BREAKING NEWS

Ketika Warna Kulit Menjadi Batas Kemajuan: Luka Rasisme di Tanah Sendiri


Oleh: Rahmat Nur, ST ASN asal Bireuen, Kota Juang, Aceh, sekaligus mahasiswa (Tugas Belajar) program magister di STIE Bina Karya, Kota Tebing Tinggi, Sumatera Utara.

Jelajahisumut.com, Disebuah sudut kota kecil di Sumatera, seorang pemuda bernama Amir datang melamar kerja di sebuah perusahaan lokal. Ia membawa ijazah yang baik, pengalaman yang cukup, dan semangat untuk berkontribusi bagi daerahnya. Tapi saat ia menyebutkan asal sukunya, wajah pewawancara berubah datar. Senyum ramah menghilang, diganti dengan kalimat singkat: “Kami akan hubungi nanti.” Hari berganti minggu, dan telepon itu tak pernah datang.

Kisah Amir bukan satu-satunya. Ia mewakili ratusan, bahkan ribuan anak muda yang merasa terhenti bukan karena kurang kemampuan, tetapi karena prasangka. Di tanah yang katanya menjunjung persaudaraan, masih ada dinding tak kasat mata bernama rasisme lokal.

Luka yang Dianggap Biasa, Rasisme di negeri ini sering tidak tampak kasar. Ia bersembunyi di balik candaan tentang suku, logat yang ditertawakan, atau perlakuan berbeda di meja pelayanan publik. Kadang kita menertawakannya bersama, tanpa sadar sedang menertawakan luka saudara sendiri.
Padahal, setiap kali seseorang dijauhkan dari kesempatan karena asal-usulnya, daerah itu kehilangan satu potensi untuk maju.

Ketika sebagian warga merasa menjadi tamu di tanah sendiri, kepercayaan perlahan retak. Masyarakat menjadi terbagi, bukan karena perbedaan visi, tapi karena perbedaan identitas yang seharusnya menjadi kekayaan bersama.

Rasisme menghambat kemajuan daerah, tidak ada daerah yang bisa maju bila sebagian warganya tertinggal karena diskriminasi. Kemajuan membutuhkan keterbukaan, kolaborasi, dan kepercayaan.
Namun rasisme meracuni semua itu.

· · ·

**Uraian Tugas**
Teruskan tulisan opini tentang rasisme lokal yang menghambat kemajuan daerah di atas, mulai setelah kalimat terakhirnya.

[Data mentah]

· · ·

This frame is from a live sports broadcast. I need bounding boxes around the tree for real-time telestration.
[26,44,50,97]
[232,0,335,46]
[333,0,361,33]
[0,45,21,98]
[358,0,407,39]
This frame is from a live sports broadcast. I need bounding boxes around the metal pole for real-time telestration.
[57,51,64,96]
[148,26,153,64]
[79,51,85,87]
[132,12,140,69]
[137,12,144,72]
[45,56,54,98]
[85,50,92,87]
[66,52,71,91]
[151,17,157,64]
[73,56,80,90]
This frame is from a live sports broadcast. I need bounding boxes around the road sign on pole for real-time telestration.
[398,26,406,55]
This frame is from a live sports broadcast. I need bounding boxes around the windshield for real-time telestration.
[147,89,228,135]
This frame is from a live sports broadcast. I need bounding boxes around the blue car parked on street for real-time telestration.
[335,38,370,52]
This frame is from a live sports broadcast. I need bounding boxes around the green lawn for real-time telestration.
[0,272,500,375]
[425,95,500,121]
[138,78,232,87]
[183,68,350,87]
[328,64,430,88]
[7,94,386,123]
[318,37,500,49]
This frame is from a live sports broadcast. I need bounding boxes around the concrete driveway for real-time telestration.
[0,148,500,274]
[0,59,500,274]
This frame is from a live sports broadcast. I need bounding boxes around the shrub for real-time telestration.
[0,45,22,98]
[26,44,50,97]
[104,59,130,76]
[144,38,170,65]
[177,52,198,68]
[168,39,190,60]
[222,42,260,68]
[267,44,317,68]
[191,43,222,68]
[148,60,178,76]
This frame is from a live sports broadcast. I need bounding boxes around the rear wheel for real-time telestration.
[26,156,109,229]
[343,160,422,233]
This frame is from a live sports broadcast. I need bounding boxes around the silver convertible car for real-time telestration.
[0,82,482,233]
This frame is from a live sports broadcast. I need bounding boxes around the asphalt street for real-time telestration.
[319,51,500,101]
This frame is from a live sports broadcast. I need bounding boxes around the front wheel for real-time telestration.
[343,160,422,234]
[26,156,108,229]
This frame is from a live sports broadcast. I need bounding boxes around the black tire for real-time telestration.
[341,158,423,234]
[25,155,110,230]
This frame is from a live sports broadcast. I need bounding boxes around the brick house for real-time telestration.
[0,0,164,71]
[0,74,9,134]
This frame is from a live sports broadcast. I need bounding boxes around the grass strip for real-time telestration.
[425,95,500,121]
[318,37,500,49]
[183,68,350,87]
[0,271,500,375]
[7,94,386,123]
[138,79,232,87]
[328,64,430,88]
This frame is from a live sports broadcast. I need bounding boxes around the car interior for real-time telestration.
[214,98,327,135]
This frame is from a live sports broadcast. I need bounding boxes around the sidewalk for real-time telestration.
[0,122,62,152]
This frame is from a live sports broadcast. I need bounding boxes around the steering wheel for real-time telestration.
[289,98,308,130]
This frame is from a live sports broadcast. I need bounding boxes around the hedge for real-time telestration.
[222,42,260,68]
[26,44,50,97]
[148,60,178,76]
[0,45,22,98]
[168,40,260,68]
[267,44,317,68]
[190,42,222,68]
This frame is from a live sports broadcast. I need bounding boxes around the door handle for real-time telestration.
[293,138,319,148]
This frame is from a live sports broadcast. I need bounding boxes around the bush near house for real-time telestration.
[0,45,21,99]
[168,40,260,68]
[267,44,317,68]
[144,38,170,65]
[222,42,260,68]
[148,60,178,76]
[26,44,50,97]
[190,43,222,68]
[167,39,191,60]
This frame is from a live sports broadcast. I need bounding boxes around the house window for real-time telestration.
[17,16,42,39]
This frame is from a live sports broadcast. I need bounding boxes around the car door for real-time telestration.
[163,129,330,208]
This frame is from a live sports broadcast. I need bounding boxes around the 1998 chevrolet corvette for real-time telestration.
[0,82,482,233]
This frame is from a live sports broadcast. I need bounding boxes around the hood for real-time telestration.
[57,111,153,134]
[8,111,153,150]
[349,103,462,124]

· · ·

**Hasil Akhir**
Anak muda yang seharusnya berinovasi, memilih pergi ke kota lain. Para pekerja berbakat menahan diri untuk berbicara karena takut dianggap “bukan dari golongan kita.” Dan pemimpin daerah kehilangan kesempatan melihat keberagaman sebagai sumber kekuatan.

Rasisme adalah racun halus yang mematikan perlahan bukan dengan menghancurkan dari luar, tetapi dengan mengikis semangat dari dalam.

Nilai Agama: Kesetaraan adalah Iman, Islam, dan semua agama yang hidup di negeri ini, telah menegaskan bahwa manusia diciptakan berbeda agar saling mengenal, bukan saling menindas.

“Wahai manusia, sesungguhnya Kami menciptakan kamu dari seorang laki-laki dan seorang perempuan, dan menjadikan kamu berbangsa-bangsa dan bersuku-suku agar kamu saling mengenal. Sesungguhnya yang paling mulia di antara kamu di sisi Allah ialah orang yang paling bertakwa.”
(QS. Al-Hujurat: 13)

Ayat ini sederhana tapi mendalam: ukuran kemuliaan bukan warna kulit, bukan logat, bukan marga, tetapi ketakwaan dan kebaikan hati. Kemajuan sejati sebuah daerah bukan hanya diukur dari gedung tinggi atau jalan mulus, tetapi dari akhlak warganya yang memuliakan sesama.

Membangun Tanah yang Menyembuhkan, Kita bisa memulai perubahan kecil hari ini dengan tidak menilai seseorang dari nama belakangnya, dengan menghargai logat yang berbeda, dengan berhenti menyebarkan candaan yang menyinggung asal-usul orang lain. Sebab dari langkah kecil itulah rasa saling percaya tumbuh, dan daerah kita menemukan jalan menuju kemajuan yang sejati.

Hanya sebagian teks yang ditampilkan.